** START PASSAGE TO READ **
Posted By Nicole Kurth, Lake Superior State University, Thursday, October 15, 2015
https://www.youtube.com/watch?v=oZgCDsgbwjo

Inclusion & Equity Committee Film Review Series Presents:  “The Times of Harvey Milk”

By: Nicole Kurth | Lake Superior State University

 

 

In 1984, Director Robert Epstein carved out a truly great documentary titled: The Times of Harvey Milk. The film shows the lives and untimely deaths of both Harvey Milk and George Moscone. Milk was an openly gay San Francisco Supervisor for the newly created District 5, while Moscone was the Mayor. The two served for 11 months together before being fatally being shot in City Hall by another Supervisor – Dan White on November 27, 1978.
** END PASSAGE TO READ **
** START GIVEN INFORMATION **
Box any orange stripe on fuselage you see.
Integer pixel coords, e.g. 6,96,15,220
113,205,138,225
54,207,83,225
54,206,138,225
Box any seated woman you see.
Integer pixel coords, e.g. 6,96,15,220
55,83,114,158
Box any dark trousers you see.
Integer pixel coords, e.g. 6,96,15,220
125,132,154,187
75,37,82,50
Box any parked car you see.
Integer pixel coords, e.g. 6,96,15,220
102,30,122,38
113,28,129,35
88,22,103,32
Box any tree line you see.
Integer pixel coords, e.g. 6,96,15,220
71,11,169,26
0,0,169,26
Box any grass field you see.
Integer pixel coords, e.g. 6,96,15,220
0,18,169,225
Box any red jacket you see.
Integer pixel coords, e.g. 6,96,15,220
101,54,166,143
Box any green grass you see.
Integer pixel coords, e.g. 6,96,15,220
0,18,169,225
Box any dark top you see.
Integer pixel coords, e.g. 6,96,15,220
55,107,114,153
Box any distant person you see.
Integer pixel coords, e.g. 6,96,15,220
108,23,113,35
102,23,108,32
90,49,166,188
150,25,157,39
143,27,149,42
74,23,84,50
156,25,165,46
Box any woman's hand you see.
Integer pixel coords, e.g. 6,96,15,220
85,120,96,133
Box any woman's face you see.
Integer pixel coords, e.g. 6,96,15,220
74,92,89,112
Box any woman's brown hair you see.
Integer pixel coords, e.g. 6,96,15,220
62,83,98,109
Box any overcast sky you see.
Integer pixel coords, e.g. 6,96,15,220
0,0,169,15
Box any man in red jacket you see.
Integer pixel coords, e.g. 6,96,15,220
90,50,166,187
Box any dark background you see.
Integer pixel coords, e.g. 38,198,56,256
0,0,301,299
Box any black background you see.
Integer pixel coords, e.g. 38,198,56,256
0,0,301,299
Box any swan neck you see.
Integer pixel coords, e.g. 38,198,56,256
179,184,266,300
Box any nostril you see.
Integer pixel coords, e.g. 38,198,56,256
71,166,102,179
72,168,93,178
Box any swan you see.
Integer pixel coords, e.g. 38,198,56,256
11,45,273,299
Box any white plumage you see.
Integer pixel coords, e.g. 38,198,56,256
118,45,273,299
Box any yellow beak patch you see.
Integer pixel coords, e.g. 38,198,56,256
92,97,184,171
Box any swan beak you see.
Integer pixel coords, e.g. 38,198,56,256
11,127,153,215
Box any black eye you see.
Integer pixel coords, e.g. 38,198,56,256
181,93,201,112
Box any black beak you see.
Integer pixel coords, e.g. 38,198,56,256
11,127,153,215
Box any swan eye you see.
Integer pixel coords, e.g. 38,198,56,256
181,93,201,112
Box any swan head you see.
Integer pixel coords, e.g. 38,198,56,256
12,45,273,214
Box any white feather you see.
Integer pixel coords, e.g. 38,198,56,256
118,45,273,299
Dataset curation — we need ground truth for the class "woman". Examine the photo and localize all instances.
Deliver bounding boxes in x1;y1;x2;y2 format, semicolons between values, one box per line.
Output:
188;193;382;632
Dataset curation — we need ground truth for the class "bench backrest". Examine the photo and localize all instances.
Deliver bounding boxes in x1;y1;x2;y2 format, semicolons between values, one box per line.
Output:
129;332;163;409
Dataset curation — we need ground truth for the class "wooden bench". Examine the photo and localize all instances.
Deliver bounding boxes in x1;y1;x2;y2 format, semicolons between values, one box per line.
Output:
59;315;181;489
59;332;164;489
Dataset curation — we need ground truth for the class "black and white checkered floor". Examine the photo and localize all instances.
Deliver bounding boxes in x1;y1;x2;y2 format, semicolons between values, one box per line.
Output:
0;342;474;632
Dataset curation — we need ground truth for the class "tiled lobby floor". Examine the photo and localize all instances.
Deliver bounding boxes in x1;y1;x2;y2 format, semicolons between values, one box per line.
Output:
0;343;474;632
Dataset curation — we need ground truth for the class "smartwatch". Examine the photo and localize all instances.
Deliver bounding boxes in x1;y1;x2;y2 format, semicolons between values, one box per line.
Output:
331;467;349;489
** END GIVEN INFORMATION **
# CHALLENGE:
According to the film review above, who shot Harvey Milk and George Moscone in City Hall?

# REPLY:
Dan White, another Supervisor, shot them on November 27, 1978.